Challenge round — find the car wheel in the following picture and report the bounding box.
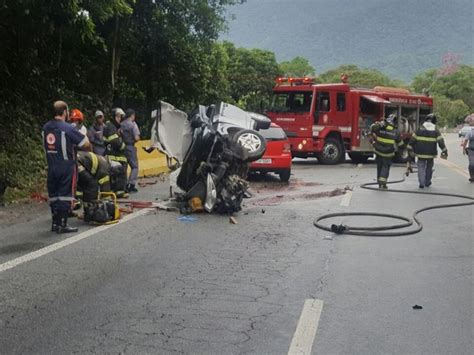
[232,129,266,161]
[278,169,291,182]
[317,138,345,165]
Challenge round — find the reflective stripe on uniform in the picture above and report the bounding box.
[108,155,127,163]
[89,153,99,175]
[375,150,395,158]
[104,133,119,142]
[377,136,395,144]
[414,136,437,142]
[416,154,437,159]
[49,196,75,202]
[61,131,69,160]
[99,175,110,185]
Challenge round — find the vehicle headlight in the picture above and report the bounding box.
[204,174,217,213]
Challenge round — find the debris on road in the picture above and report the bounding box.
[177,216,197,223]
[138,180,158,187]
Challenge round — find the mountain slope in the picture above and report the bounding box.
[222,0,474,81]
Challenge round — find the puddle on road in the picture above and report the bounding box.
[250,179,323,192]
[0,242,46,255]
[246,189,347,207]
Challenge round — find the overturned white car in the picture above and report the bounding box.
[151,102,271,213]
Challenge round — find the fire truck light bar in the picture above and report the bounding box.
[276,77,314,85]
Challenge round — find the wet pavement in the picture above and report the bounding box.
[0,141,474,354]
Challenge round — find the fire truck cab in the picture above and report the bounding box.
[266,78,433,164]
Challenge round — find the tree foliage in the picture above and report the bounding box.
[280,57,316,78]
[412,65,474,111]
[318,65,403,88]
[433,95,471,127]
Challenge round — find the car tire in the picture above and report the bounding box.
[232,129,267,162]
[317,138,346,165]
[278,169,291,182]
[349,152,372,164]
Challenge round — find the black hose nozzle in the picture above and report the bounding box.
[331,224,347,234]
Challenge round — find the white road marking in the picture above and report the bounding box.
[341,190,352,207]
[438,159,469,178]
[288,299,324,355]
[0,209,150,272]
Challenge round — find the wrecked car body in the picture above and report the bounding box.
[151,102,271,214]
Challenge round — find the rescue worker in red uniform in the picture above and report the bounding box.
[370,114,401,189]
[42,101,89,233]
[103,108,128,197]
[407,113,448,189]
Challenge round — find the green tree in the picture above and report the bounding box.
[223,42,281,111]
[433,95,471,127]
[318,65,404,88]
[280,57,316,78]
[412,65,474,111]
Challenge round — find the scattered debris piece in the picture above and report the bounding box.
[177,216,197,223]
[138,180,158,187]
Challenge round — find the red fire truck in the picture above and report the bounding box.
[266,77,433,164]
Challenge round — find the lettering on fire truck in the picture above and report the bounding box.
[267,77,433,164]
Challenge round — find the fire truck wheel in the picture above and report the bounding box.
[317,138,345,165]
[278,169,291,182]
[232,129,266,162]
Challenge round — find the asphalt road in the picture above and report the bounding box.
[0,137,474,354]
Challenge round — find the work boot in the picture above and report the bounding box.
[56,212,79,234]
[51,213,60,232]
[127,184,138,193]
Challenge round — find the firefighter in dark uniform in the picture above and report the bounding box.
[461,118,474,182]
[370,114,401,189]
[103,108,128,197]
[77,151,111,203]
[42,101,89,233]
[407,113,448,189]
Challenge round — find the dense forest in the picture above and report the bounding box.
[0,0,474,203]
[221,0,474,82]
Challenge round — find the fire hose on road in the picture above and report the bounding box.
[313,178,474,237]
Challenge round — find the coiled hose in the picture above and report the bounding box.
[313,178,474,237]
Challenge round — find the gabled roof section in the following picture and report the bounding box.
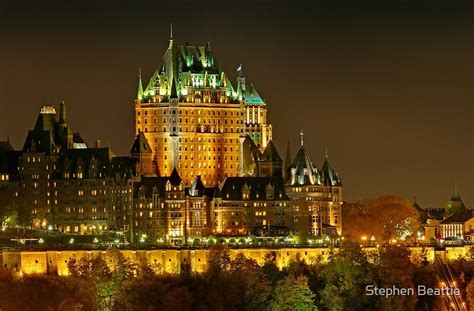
[189,175,206,197]
[130,132,153,154]
[214,177,289,201]
[169,167,181,186]
[286,145,321,186]
[261,140,282,162]
[244,84,265,104]
[321,157,342,186]
[53,148,113,179]
[441,210,472,224]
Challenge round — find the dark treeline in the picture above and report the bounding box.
[0,243,474,311]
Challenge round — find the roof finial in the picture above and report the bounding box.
[454,178,458,198]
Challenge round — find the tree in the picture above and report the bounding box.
[270,275,317,311]
[207,245,231,274]
[466,279,474,310]
[342,196,420,242]
[320,242,377,310]
[377,245,416,310]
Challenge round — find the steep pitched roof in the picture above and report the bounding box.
[261,140,282,162]
[243,84,265,104]
[53,148,113,179]
[169,167,181,186]
[321,157,342,186]
[130,132,153,154]
[188,175,206,197]
[441,211,472,224]
[286,146,321,186]
[214,177,289,201]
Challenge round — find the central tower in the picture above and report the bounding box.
[135,38,271,186]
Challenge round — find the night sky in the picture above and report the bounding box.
[0,0,474,207]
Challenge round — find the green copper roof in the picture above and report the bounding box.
[244,84,265,104]
[287,146,321,186]
[137,75,143,100]
[321,157,342,186]
[261,140,282,162]
[137,40,265,104]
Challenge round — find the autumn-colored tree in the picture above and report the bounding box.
[207,245,231,274]
[342,196,420,242]
[466,279,474,310]
[320,242,378,311]
[376,245,416,311]
[414,264,446,311]
[270,275,317,311]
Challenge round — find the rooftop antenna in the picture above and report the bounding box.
[454,178,458,197]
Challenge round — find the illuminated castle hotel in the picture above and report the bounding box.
[0,39,342,245]
[135,35,272,186]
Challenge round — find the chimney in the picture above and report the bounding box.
[59,101,66,123]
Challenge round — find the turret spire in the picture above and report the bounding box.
[453,178,459,198]
[137,66,143,100]
[168,22,173,49]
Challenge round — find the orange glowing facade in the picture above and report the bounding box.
[135,39,272,186]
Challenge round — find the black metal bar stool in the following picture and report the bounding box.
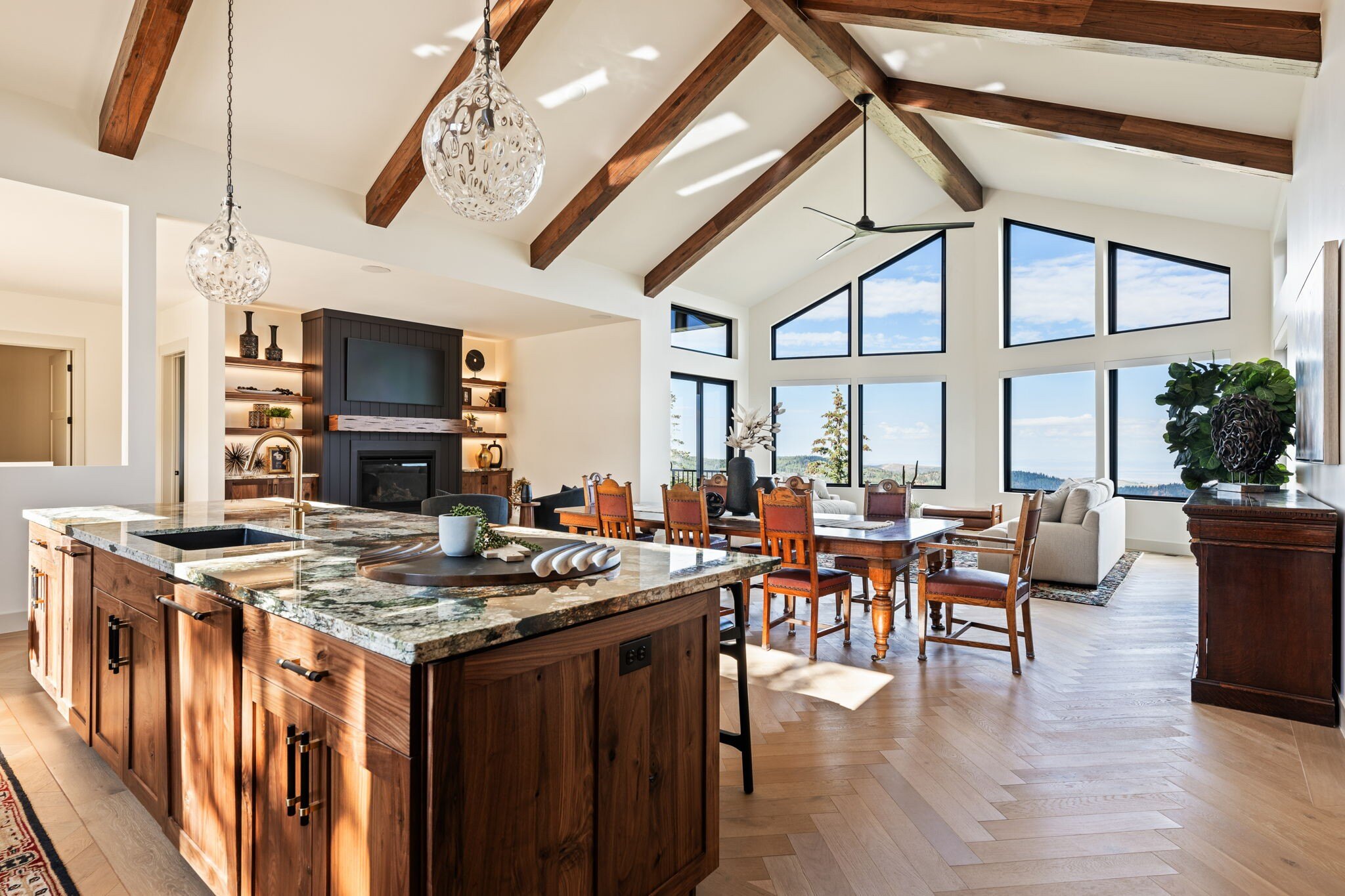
[720,582,752,794]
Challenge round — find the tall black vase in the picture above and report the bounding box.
[724,453,756,516]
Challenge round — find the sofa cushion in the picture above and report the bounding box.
[1060,482,1109,525]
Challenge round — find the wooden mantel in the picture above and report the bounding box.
[327,414,472,435]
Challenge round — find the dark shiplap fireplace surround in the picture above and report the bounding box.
[303,308,463,513]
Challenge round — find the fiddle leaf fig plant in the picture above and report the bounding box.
[1154,357,1296,489]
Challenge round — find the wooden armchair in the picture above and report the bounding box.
[916,490,1044,675]
[833,480,916,619]
[757,486,850,660]
[593,477,653,542]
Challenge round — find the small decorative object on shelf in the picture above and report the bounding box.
[225,442,252,475]
[238,312,258,357]
[724,404,784,516]
[267,324,285,362]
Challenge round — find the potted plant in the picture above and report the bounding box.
[1154,357,1296,492]
[267,407,295,430]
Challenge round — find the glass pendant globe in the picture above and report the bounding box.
[187,199,271,305]
[421,37,546,222]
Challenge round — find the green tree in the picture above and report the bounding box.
[807,387,870,482]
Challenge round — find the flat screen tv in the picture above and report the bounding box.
[345,339,444,404]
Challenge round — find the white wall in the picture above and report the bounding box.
[749,191,1271,552]
[1271,0,1345,709]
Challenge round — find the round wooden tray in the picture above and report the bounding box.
[355,538,621,588]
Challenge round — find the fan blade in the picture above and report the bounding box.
[873,221,977,234]
[818,232,868,261]
[803,205,858,230]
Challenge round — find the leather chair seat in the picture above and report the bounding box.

◆ Problem
Give every line of the items above as a Markdown table with two columns, Row for a running number and Line for the line itself, skipping blank lines. Leave the pictures out.

◆ In response
| Row | Line |
|---|---|
| 1 | Challenge round — find the car wheel in the following picture and report the bounding box. |
| 2 | [232,129,266,161] |
| 3 | [278,169,291,182] |
| 4 | [317,138,345,165] |
| 5 | Challenge round — find the reflective stripe on uniform in the picture above and report the bounding box. |
| 6 | [108,155,127,163] |
| 7 | [89,153,99,175] |
| 8 | [375,150,395,158] |
| 9 | [104,133,119,142] |
| 10 | [377,136,395,144] |
| 11 | [414,136,437,142] |
| 12 | [416,154,437,159] |
| 13 | [49,196,75,202] |
| 14 | [61,131,69,160] |
| 15 | [99,175,110,185] |
| 16 | Challenge round — find the vehicle headlight in the picture above and report the bounding box. |
| 17 | [204,174,217,213] |
| 18 | Challenge round — find the debris on road in the picture above and report the bounding box. |
| 19 | [177,216,197,223] |
| 20 | [138,180,158,187] |
| 21 | Challenge round — find the mountain slope in the picture above and report the bounding box. |
| 22 | [222,0,474,81] |
| 23 | Challenge round — find the puddle on road in the picture above and report the bounding box. |
| 24 | [250,179,323,192] |
| 25 | [0,242,46,255] |
| 26 | [246,189,347,207] |
| 27 | Challenge round — find the overturned white car in the picture above and report the bounding box. |
| 28 | [151,102,271,213] |
| 29 | Challenge round — find the fire truck light bar in the picture above and report the bounding box. |
| 30 | [276,77,314,85] |
| 31 | Challenge round — find the wet pavement in the picture above and report the bounding box. |
| 32 | [0,141,474,354] |
| 33 | Challenge round — find the fire truck cab in the picture above and report the bounding box. |
| 34 | [266,78,433,164] |
| 35 | Challenge round — find the tree foliage in the picture above and report the bounding box. |
| 36 | [280,57,316,78] |
| 37 | [412,65,474,111] |
| 38 | [318,65,403,88] |
| 39 | [433,95,471,127] |
| 40 | Challenge round — find the car tire in the picture above and report the bounding box. |
| 41 | [232,129,267,162] |
| 42 | [317,138,346,165] |
| 43 | [278,169,291,182] |
| 44 | [349,152,372,164] |
| 45 | Challenge round — find the black hose nozzle in the picture above and report the bounding box. |
| 46 | [331,224,347,234] |
| 47 | Challenge round — find the white road marking in the picture above and report the bounding box. |
| 48 | [341,190,352,207] |
| 49 | [438,159,469,178] |
| 50 | [288,299,324,355] |
| 51 | [0,209,150,272] |
| 52 | Challenge round — find the wrecked car body in the picture above and report the bounding box. |
| 53 | [151,102,271,214] |
| 54 | Challenge round — find the rescue worker in red uniform in the picture above and report the bounding box. |
| 55 | [370,114,401,189] |
| 56 | [42,101,89,233] |
| 57 | [103,108,128,197] |
| 58 | [407,113,448,189] |
| 59 | Challenge round — find the green tree in the picture above and report the bounding box. |
| 60 | [223,42,281,111] |
| 61 | [433,95,471,127] |
| 62 | [318,65,404,88] |
| 63 | [280,57,316,78] |
| 64 | [412,65,474,111] |
| 65 | Challenge round — find the scattered debris piece in the picture above and report the bounding box. |
| 66 | [177,216,197,223] |
| 67 | [138,180,158,187] |
| 68 | Challenge round — find the red fire truck in the picture above and report the bounding box. |
| 69 | [266,77,433,164] |
| 70 | Challenge round — find the lettering on fire truck in the picture above and report the bounding box. |
| 71 | [267,77,433,164] |
| 72 | Challenge round — find the fire truck wheel in the picture above and report the bounding box. |
| 73 | [317,138,345,165] |
| 74 | [278,169,291,182] |
| 75 | [232,129,266,162] |
| 76 | Challenge round — find the asphalt road in the picture above and report the bounding box. |
| 77 | [0,137,474,354] |
| 78 | Challenge round — find the work boot in the picture above and report the bounding box. |
| 79 | [56,212,79,234] |
| 80 | [51,213,60,232] |
| 81 | [127,184,138,193] |
| 82 | Challenge round — find the firefighter in dark uniform in the picture above and report the bounding box. |
| 83 | [461,118,474,182] |
| 84 | [370,114,401,189] |
| 85 | [103,108,128,197] |
| 86 | [77,151,111,203] |
| 87 | [42,101,89,233] |
| 88 | [407,113,448,189] |
| 89 | Challenge round — find the dense forest in the picture above and report the bounding box. |
| 90 | [0,0,474,203] |
| 91 | [221,0,474,82] |
| 92 | Challenge round — find the fire hose on road in the picture above and report the bounding box. |
| 93 | [313,178,474,237] |
| 94 | Challenge round — find the coiled hose in the picture above and report the bounding box. |
| 95 | [313,178,474,237] |
| 96 | Challenge round — find the gabled roof section in the following picture and report the bounding box. |
| 97 | [189,175,206,197] |
| 98 | [130,132,153,154] |
| 99 | [214,177,289,201] |
| 100 | [169,167,181,186] |
| 101 | [286,145,321,186] |
| 102 | [261,140,282,162] |
| 103 | [244,84,265,104] |
| 104 | [321,157,342,186] |
| 105 | [53,148,113,179] |
| 106 | [441,210,472,224] |
| 107 | Challenge round — find the dark treeline in the picture above and report the bounding box. |
| 108 | [0,243,474,311] |
| 109 | Challenge round — find the roof finial in the picture above and report the bounding box. |
| 110 | [454,178,458,198] |
| 111 | Challenge round — find the tree in the picture above and report the bounding box. |
| 112 | [270,275,317,311] |
| 113 | [207,245,231,274] |
| 114 | [466,279,474,310] |
| 115 | [342,196,420,242] |
| 116 | [320,242,377,310] |
| 117 | [377,245,416,310] |
| 118 | Challenge round — find the steep pitched roof in the picture above and report the bounding box. |
| 119 | [261,140,282,162] |
| 120 | [243,84,265,104] |
| 121 | [53,148,113,179] |
| 122 | [169,167,181,186] |
| 123 | [321,157,342,186] |
| 124 | [130,132,153,154] |
| 125 | [188,175,206,197] |
| 126 | [441,211,472,224] |
| 127 | [286,146,321,186] |
| 128 | [214,177,289,201] |
| 129 | Challenge round — find the central tower in the picture above and report the bounding box. |
| 130 | [135,38,271,186] |
| 131 | Challenge round — find the night sky in the picture above and report the bounding box. |
| 132 | [0,0,474,207] |
| 133 | Challenge round — find the green copper roof in the picture above and report the bounding box. |
| 134 | [244,84,265,104] |
| 135 | [287,146,321,186] |
| 136 | [137,75,143,100] |
| 137 | [321,157,342,186] |
| 138 | [261,140,282,162] |
| 139 | [137,40,265,104] |
| 140 | Challenge round — find the autumn-colored tree in the picture above and report the bounding box. |
| 141 | [207,245,231,274] |
| 142 | [342,196,420,242] |
| 143 | [466,279,474,310] |
| 144 | [320,242,378,311] |
| 145 | [376,245,416,311] |
| 146 | [414,264,446,311] |
| 147 | [270,275,317,311] |
| 148 | Challenge round — find the rooftop antenna in the picture above and report the bounding box. |
| 149 | [454,178,458,197] |
| 150 | Challenge round — find the illuminated castle hotel in the picture above and report the bounding box. |
| 151 | [0,39,342,245] |
| 152 | [135,35,272,186] |
| 153 | Challenge round — find the chimney in the picture above and report the bounding box. |
| 154 | [59,101,66,123] |
| 155 | Challenge round — find the turret spire in the picture above and report the bounding box. |
| 156 | [453,178,459,198] |
| 157 | [137,66,143,100] |
| 158 | [168,22,173,49] |
| 159 | Challenge round — find the orange glowing facade in the picture above and report the bounding box. |
| 160 | [135,39,272,186] |
| 161 | Challenge round — find the black metal bar stool in the following picture and report the bounding box. |
| 162 | [720,582,752,794] |
| 163 | Challenge round — find the tall black vase in the picture above and report the bounding box. |
| 164 | [724,453,756,516] |
| 165 | Challenge round — find the sofa cushion in the picture above and report the bounding box. |
| 166 | [1060,482,1109,525] |
| 167 | Challenge round — find the wooden mantel in the picture above and report the bounding box. |
| 168 | [327,414,472,435] |
| 169 | Challenge round — find the dark shiplap fireplace surround in the picture above and report the bounding box. |
| 170 | [303,308,463,513] |
| 171 | Challenge round — find the fiddle leaf fig plant in the picture above and report the bounding box. |
| 172 | [1154,357,1296,489] |
| 173 | Challenge round — find the wooden armchair in the picture above and report the bounding box. |
| 174 | [916,490,1044,675] |
| 175 | [833,480,916,619] |
| 176 | [757,486,850,660] |
| 177 | [593,477,653,542] |
| 178 | Challenge round — find the small decorative object on shelf in the picture above and report the bounding box. |
| 179 | [225,442,252,475] |
| 180 | [238,312,258,357] |
| 181 | [724,404,784,516] |
| 182 | [267,324,285,362] |
| 183 | Challenge round — find the potted plant in the picture above and report the bounding box. |
| 184 | [1154,357,1296,492] |
| 185 | [267,407,295,430] |
| 186 | Challenge round — find the glass pendant globe in the picture above and report the bounding box. |
| 187 | [187,199,271,305] |
| 188 | [421,37,546,222] |
| 189 | Challenge round — find the green tree in the picture above and report the bounding box. |
| 190 | [807,387,870,482] |
| 191 | Challenge round — find the flat screen tv in the picture above and report the bounding box. |
| 192 | [345,339,444,404] |
| 193 | Challenge round — find the white wall in the picture above and report the bounding box. |
| 194 | [749,191,1271,552] |
| 195 | [1271,0,1345,709] |
| 196 | Challenge round — find the round wooden tray in the picture above and report the bounding box. |
| 197 | [355,538,621,588] |
| 198 | Challenge round — find the fan blade in the picture above and report the bounding box. |
| 199 | [873,221,977,234] |
| 200 | [818,232,868,261] |
| 201 | [803,205,858,230] |
| 202 | Challenge round — find the leather chair seat in the picture above and report the bounding box. |